CONSIGNE:
Résumez l’extrait retenu en deux phrases.

EXTRAIT RETENU:

################

Henri d’Anselme : « Si l’on se nourrit de beauté, le mal nous devient insupportable »

Par Recueilli par Clémence Houdaille, le 7/12/2023 . Site de La Croix

Henri d’Anselme, 25 ans, effectue un tour de France des cathédrales qui doit s’achever à Noël. Au cours de ce périple, il a croisé au mois de juin à Annecy (Haute-Savoie) la trajectoire d’un homme agressant au couteau des bébés et est intervenu, avec d’autres, pour l’empêcher de continuer. Un an avant l’inauguration de Notre-Dame de Paris restaurée, il revient pour La Croix sur sa passion pour les cathédrales et ses motivations spirituelles.

La Croix : Depuis le 25 mars, vous effectuez un tour de France des cathédrales, en stop, en médiatisant cette aventure sur les réseaux sociaux. Comment est né ce projet ?

################

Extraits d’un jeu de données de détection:
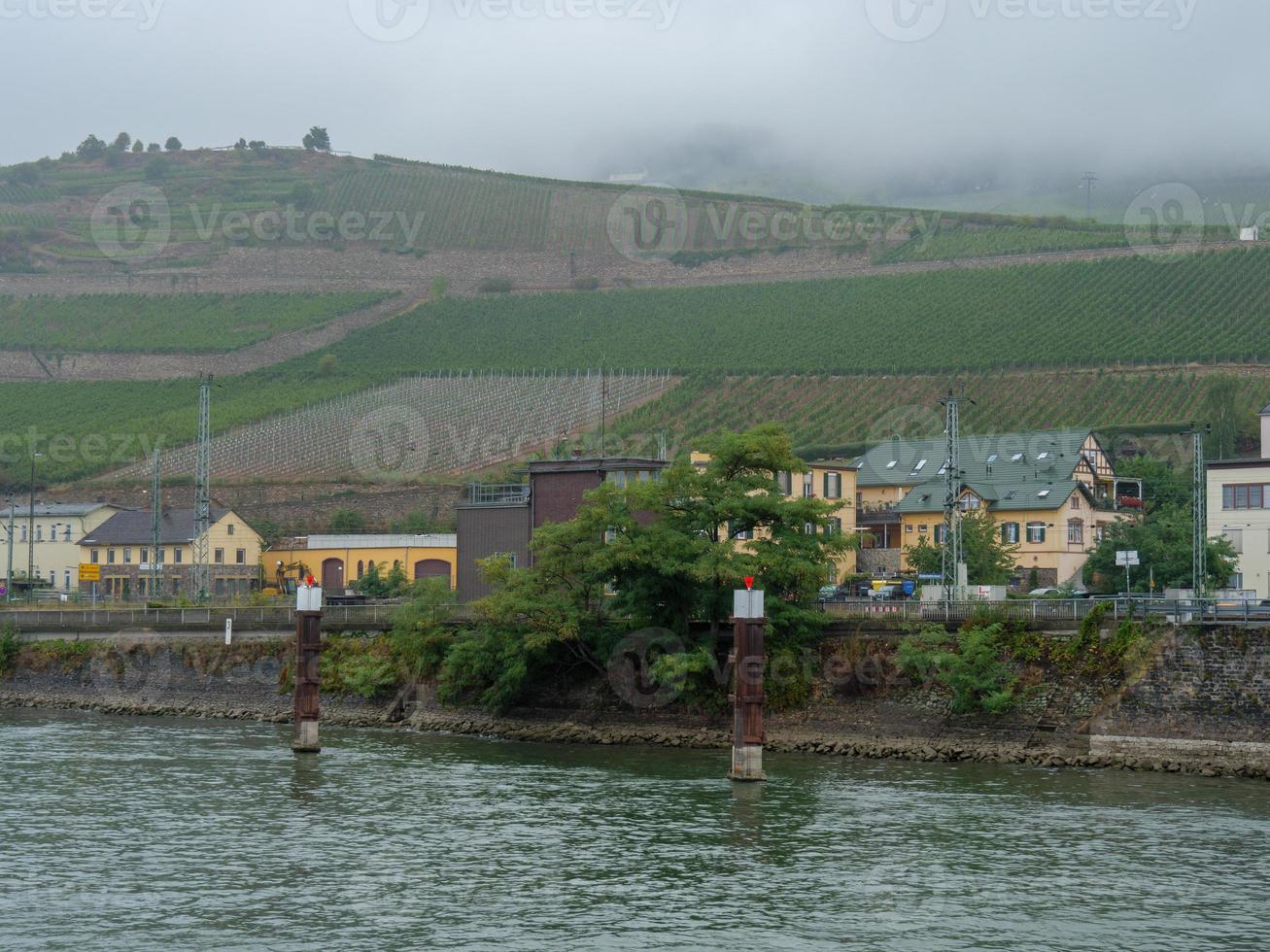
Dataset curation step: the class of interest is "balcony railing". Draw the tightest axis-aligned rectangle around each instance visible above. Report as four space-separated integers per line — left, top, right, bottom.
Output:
467 483 530 505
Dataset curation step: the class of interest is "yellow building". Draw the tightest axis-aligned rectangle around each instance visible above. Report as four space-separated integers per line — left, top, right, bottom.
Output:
76 509 261 599
265 533 459 592
692 453 857 584
897 480 1122 588
857 429 1143 588
0 502 121 595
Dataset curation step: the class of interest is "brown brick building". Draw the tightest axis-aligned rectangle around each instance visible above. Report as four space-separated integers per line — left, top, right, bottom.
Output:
458 457 667 601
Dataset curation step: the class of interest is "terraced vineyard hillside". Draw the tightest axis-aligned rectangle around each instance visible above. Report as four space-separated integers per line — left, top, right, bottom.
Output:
0 149 1173 272
339 248 1270 373
599 367 1270 455
0 242 1270 483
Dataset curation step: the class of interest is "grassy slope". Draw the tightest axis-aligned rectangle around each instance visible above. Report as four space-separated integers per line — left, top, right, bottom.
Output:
0 242 1270 483
0 150 1152 262
0 290 390 353
609 368 1270 452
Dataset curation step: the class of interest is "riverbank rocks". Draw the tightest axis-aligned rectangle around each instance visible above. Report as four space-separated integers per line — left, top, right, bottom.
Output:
0 686 1270 779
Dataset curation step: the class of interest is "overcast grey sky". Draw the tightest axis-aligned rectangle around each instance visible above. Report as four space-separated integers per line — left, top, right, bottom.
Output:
0 0 1270 197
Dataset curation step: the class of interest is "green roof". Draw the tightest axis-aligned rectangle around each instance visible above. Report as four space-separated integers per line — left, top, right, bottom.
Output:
856 429 1092 496
895 480 1088 514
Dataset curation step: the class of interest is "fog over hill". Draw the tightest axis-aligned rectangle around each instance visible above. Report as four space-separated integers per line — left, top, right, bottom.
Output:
0 0 1270 217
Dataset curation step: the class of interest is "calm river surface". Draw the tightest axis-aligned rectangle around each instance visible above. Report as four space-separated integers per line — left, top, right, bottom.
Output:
0 711 1270 949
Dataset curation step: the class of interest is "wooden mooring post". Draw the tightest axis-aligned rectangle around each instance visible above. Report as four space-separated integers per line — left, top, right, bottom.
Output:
728 579 767 782
291 576 322 754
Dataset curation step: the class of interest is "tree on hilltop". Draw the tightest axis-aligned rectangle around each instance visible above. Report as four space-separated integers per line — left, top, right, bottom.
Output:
303 125 330 153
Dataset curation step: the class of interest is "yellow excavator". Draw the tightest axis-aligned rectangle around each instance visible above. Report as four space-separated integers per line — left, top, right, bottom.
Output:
261 559 309 595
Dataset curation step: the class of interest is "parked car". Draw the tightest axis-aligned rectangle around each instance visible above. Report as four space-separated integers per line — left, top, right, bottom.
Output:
1027 588 1091 597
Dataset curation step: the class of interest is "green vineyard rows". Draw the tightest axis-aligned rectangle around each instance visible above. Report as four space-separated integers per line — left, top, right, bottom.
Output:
0 290 392 353
609 371 1270 453
338 249 1270 373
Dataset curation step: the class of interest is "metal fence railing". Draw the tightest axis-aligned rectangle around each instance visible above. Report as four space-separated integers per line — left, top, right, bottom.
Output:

################

RÉPONSE ATTENDUE:
Henri d’Anselme, 25 ans, effectue depuis le 25 mars, en stop, un tour de France des cathédrales qui doit s’achever à Noël et qu’il médiatise sur les réseaux sociaux. En juin, à Annecy, il est intervenu avec d’autres pour empêcher un homme qui agressait des bébés au couteau de continuer.